Selected excerpt »
Ross says the process will be similar to an effort the hospital launched a decade ago, when it established a foundation that provides a web of social services to the community. In addition to the 125-bed hospital on West Baltimore Street, Bon Secours runs community centers that offer parenting and GED classes, and it operates a bank called Our Money Place. In addition, the foundation rehabbed crumbling rowhouses into solid low-income rentals.

The hospital itself has deep roots in a community whose institutions have vanished. Bon Secours took over West Baltimore's failing Liberty Medical Center in 1996. Liberty was the outgrowth of what used to be Provident Hospital, an institution in black Baltimore and once the only city hospital that trained black nurses and doctors.

Located on a desolate corner, Bon Secours lies in the midst of Baltimore's most vexing urban problems. Its residents include some of the city's sickest, with high rates of heart disease, diabetes, AIDS and infant mortality.

In the emergency room, doctors see it all - from people with chronic diabetes, renal failure and asthma to drug addicts, psychiatric patients and the homeless, who flood the waiting room seeking a warm, safe place to escape the winter. The staff knows many of them by name.

On a recent afternoon, the ER is full, mostly with elderly patients reclining in beds, hooked up to various beeping machines. The scene is orderly, as charge nurse JoAnn Behounek makes rounds.

Required work »
In the Bon Secours hospital passage, which medical center did Bon Secours take over in 1996? The data that follows has no connection to the text.

Supplied material »
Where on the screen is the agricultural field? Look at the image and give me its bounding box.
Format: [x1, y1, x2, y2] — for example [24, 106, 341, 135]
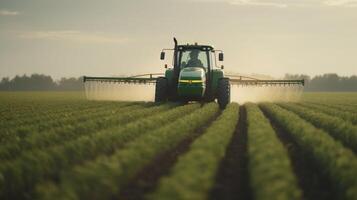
[0, 92, 357, 200]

Solution »
West Baltimore's failing Liberty Medical Center.